Reproduce every one of the items below word for word, leaving out the pictures.

--- Start INPUT ROWS ---

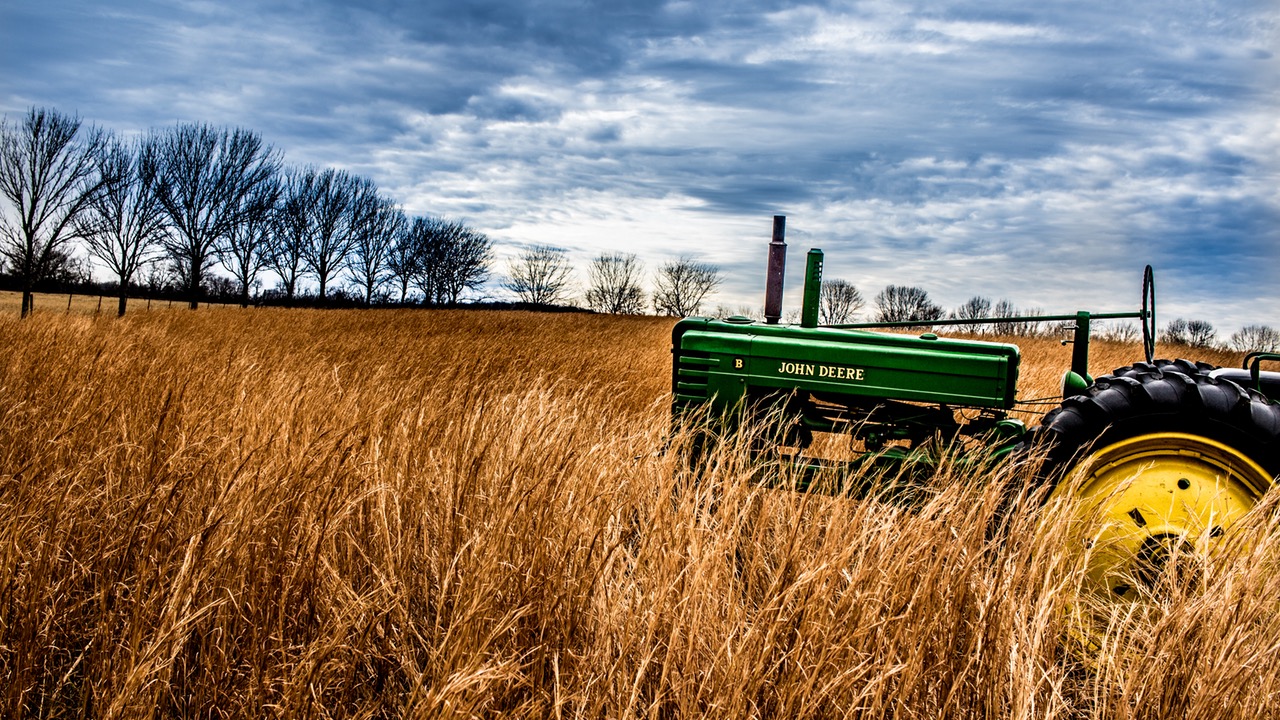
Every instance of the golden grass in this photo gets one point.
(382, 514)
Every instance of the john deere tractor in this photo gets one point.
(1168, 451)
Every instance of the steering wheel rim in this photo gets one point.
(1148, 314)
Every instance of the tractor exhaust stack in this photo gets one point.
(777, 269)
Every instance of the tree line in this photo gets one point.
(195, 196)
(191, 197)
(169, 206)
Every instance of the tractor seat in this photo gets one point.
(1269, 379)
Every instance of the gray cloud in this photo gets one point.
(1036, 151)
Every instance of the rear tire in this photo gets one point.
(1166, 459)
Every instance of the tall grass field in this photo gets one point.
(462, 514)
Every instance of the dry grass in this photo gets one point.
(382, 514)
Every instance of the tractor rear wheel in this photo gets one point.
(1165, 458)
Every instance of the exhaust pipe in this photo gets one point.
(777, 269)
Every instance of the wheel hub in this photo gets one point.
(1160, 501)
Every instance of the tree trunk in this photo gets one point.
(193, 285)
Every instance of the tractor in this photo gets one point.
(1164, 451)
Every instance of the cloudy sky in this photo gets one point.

--- End INPUT ROWS ---

## TASK ANSWER
Every instance of the golden grass in this photo gets one point.
(382, 514)
Every instance of the john deere tractor in this photo gets one point.
(1168, 451)
Every instance of the steering wheel rim in this photo gets one point.
(1148, 314)
Every instance of the tractor exhaust stack in this photo gets one point.
(777, 269)
Every instance of the tree line in this photo gets one point.
(195, 196)
(191, 197)
(169, 206)
Every instance of the tractor seat in this photo gets one point.
(1269, 379)
Every instance of the gray cloud in this photo gets one point.
(1036, 151)
Every instance of the rear tire in this photo gets one point.
(1166, 459)
Every instance of the tall grass field in this photo gets one point.
(462, 514)
Every instance of the dry grass in this photo gets one point.
(382, 514)
Every instance of the tractor rear wheel in this photo gets one point.
(1165, 458)
Every instance of the exhaust pipe in this photo gets one point.
(777, 269)
Every instance of the wheel hub in this photo gets one point.
(1160, 501)
Every instance of the tree trunk in this photo gets one point.
(193, 285)
Every instance of the tractor in this photo gets one point.
(1164, 451)
Every instance of the cloudy sky in this photo gets one point.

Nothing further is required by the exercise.